Short problem
Lines before the one containing "For each instance of the oven door glass, set" are excluded; retype that line and all remaining lines of the material exactly.

Data shown
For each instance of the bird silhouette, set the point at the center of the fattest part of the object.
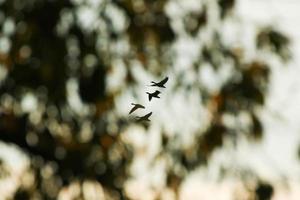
(135, 107)
(144, 118)
(161, 83)
(153, 95)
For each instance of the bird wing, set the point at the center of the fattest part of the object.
(156, 92)
(140, 106)
(149, 97)
(148, 115)
(164, 81)
(133, 109)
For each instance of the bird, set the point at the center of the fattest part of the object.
(135, 107)
(161, 83)
(153, 95)
(144, 118)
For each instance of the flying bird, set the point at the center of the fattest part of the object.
(144, 118)
(161, 83)
(153, 95)
(135, 107)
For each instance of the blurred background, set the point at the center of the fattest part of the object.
(225, 128)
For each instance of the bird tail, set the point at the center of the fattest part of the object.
(153, 83)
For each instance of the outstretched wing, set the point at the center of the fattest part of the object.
(164, 81)
(133, 109)
(156, 92)
(149, 96)
(148, 115)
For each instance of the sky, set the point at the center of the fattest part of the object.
(274, 159)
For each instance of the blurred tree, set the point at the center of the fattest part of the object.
(54, 43)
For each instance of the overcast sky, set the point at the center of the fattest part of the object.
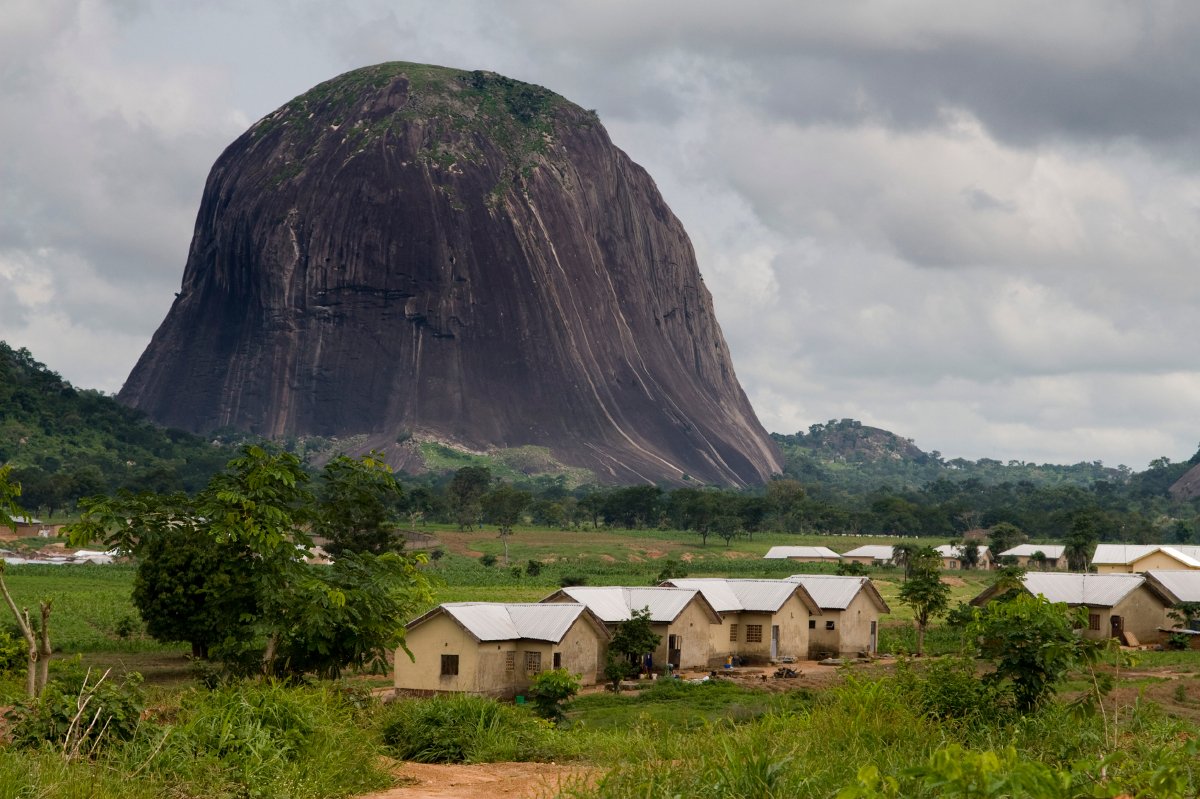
(973, 224)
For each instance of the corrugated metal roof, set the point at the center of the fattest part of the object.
(955, 550)
(1053, 551)
(515, 620)
(802, 552)
(616, 604)
(831, 592)
(1127, 553)
(877, 551)
(731, 595)
(1183, 584)
(1101, 590)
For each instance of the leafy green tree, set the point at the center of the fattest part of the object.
(1080, 541)
(351, 614)
(970, 551)
(551, 690)
(37, 638)
(631, 640)
(358, 505)
(252, 517)
(924, 590)
(1005, 536)
(193, 589)
(903, 554)
(503, 506)
(1032, 643)
(466, 488)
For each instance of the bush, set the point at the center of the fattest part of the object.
(949, 689)
(551, 691)
(462, 728)
(12, 652)
(79, 712)
(267, 739)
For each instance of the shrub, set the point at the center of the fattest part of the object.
(267, 739)
(551, 691)
(79, 712)
(462, 728)
(12, 652)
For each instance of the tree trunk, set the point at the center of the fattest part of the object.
(43, 649)
(27, 632)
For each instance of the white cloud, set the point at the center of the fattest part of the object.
(971, 224)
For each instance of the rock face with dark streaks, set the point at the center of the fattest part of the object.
(408, 250)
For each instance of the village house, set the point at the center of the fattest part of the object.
(682, 617)
(804, 554)
(850, 614)
(953, 557)
(497, 648)
(1126, 607)
(1132, 558)
(762, 619)
(1026, 556)
(1180, 587)
(870, 554)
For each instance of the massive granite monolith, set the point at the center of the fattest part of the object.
(414, 251)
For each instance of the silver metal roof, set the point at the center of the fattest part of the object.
(616, 604)
(1101, 590)
(1182, 584)
(955, 550)
(1053, 551)
(732, 595)
(802, 552)
(1127, 553)
(831, 592)
(877, 551)
(514, 620)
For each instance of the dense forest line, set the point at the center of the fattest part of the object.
(841, 476)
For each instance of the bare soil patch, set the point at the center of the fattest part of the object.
(481, 780)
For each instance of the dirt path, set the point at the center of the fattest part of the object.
(480, 781)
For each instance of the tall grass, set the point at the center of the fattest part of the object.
(461, 728)
(873, 738)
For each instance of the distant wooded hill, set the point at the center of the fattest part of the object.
(853, 457)
(65, 443)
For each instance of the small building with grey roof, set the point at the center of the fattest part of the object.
(682, 617)
(1053, 557)
(1119, 606)
(870, 554)
(762, 620)
(850, 614)
(803, 554)
(954, 557)
(1134, 558)
(497, 648)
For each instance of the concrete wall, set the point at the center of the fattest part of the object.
(1053, 564)
(484, 667)
(1153, 560)
(851, 629)
(695, 625)
(1141, 614)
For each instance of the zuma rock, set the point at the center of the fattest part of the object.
(413, 251)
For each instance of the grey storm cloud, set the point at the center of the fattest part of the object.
(971, 223)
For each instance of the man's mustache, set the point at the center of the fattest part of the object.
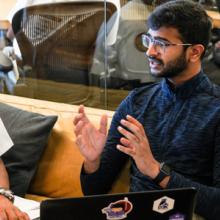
(155, 60)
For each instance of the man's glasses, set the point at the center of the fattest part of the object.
(159, 44)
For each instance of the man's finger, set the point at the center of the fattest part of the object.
(103, 124)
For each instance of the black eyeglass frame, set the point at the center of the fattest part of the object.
(159, 44)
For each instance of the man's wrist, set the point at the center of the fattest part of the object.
(163, 174)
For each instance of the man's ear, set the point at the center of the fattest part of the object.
(196, 52)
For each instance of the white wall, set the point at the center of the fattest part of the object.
(5, 6)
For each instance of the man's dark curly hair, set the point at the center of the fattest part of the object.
(189, 18)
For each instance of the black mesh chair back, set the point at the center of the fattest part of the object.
(58, 40)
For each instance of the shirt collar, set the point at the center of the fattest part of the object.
(198, 82)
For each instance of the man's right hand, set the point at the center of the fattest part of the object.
(10, 212)
(91, 141)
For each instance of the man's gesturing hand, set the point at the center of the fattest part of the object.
(90, 140)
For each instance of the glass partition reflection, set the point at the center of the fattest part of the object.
(84, 52)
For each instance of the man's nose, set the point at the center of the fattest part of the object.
(151, 50)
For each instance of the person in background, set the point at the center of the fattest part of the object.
(170, 130)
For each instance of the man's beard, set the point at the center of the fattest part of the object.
(172, 68)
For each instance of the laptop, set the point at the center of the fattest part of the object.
(169, 204)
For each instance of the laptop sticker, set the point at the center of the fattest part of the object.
(118, 210)
(163, 204)
(177, 216)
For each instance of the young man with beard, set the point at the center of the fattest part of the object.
(174, 123)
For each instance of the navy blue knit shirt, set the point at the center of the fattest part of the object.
(183, 128)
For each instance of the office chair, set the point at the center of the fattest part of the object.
(57, 40)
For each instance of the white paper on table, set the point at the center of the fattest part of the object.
(5, 141)
(31, 207)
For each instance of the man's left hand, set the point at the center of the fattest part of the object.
(135, 143)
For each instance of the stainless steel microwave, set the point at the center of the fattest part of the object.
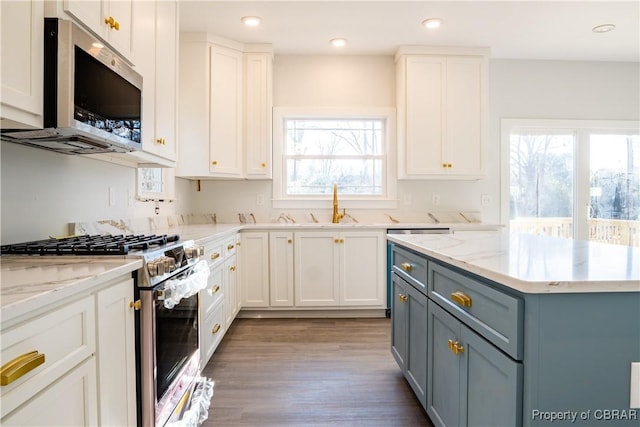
(92, 99)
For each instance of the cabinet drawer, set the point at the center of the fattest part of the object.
(213, 331)
(65, 337)
(411, 267)
(493, 314)
(214, 292)
(214, 251)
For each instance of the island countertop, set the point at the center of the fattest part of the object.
(533, 264)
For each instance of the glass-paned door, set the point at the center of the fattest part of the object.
(614, 189)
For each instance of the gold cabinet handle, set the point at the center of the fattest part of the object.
(20, 366)
(455, 347)
(406, 266)
(462, 299)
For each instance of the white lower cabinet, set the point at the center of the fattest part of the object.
(79, 360)
(281, 269)
(254, 269)
(343, 268)
(116, 355)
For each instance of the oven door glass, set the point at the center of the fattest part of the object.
(176, 340)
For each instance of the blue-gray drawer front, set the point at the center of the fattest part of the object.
(493, 314)
(411, 267)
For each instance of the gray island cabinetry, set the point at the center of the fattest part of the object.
(489, 330)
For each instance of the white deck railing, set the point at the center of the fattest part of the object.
(615, 231)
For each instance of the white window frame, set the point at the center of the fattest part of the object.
(387, 200)
(581, 129)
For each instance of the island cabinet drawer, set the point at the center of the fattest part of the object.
(412, 267)
(495, 315)
(43, 349)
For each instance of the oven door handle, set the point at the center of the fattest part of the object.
(187, 284)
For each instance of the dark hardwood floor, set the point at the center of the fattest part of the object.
(310, 372)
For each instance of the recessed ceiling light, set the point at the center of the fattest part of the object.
(604, 28)
(432, 23)
(339, 42)
(251, 21)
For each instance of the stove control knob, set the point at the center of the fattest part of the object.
(193, 252)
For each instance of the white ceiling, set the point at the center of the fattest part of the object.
(512, 29)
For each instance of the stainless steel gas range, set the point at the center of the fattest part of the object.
(169, 386)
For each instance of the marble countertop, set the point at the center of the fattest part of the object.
(31, 282)
(534, 264)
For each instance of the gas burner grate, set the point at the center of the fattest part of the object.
(89, 245)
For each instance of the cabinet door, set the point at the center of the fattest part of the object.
(416, 359)
(116, 355)
(491, 384)
(166, 79)
(231, 293)
(258, 108)
(22, 63)
(399, 308)
(225, 103)
(281, 268)
(316, 269)
(362, 275)
(443, 368)
(464, 117)
(70, 401)
(422, 150)
(254, 268)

Final answer
For each instance of the oven door glass, set the point at the center of the fattest part of the object.
(176, 340)
For each instance of the blue-gray drawer front, set the point at the center of the fattest part of the object.
(493, 314)
(411, 267)
For each instance of the gray island cabinetry, set the point at the center of the fattest part of the object.
(489, 330)
For each instance of the white deck railing, set the point at the center of the fattest part of the object.
(615, 231)
For each instance of the white window frame, set the point at the center of the fattest part of the object.
(387, 200)
(581, 129)
For each instance of the island cabinet drawer, set the point at the center of the fattest part of the object.
(412, 267)
(495, 315)
(43, 349)
For each instance of the oven door handle, set the point at the center of the fattest part of the object.
(187, 284)
For each instance of the dark hardwood floor, set the point at the center of the fattest part of the object.
(310, 372)
For each instance of the recessed ceiling light, set the point at the center of the fattest part of the object.
(604, 28)
(432, 23)
(339, 42)
(251, 21)
For each instance of the stove control knob, set the point at the center of the fattest part of the object.
(193, 252)
For each instance of the white ceiling, set the point at the center of the fattest part of the object.
(512, 29)
For each instance of the stainless steel gas range, set the point at the center of the fattest part of the object.
(169, 386)
For each instance of the marble countertop, set the point at the center of the fattest part of the object.
(31, 282)
(534, 264)
For each instance of the gas burner grate, set the point at the center of the fattest part of the object.
(89, 245)
For each instance of the cabinet door, set the point at the center of the fattest part of the object.
(416, 359)
(116, 355)
(491, 384)
(166, 79)
(231, 293)
(258, 108)
(22, 63)
(399, 308)
(225, 103)
(281, 268)
(316, 269)
(362, 275)
(443, 368)
(464, 117)
(70, 401)
(422, 150)
(254, 268)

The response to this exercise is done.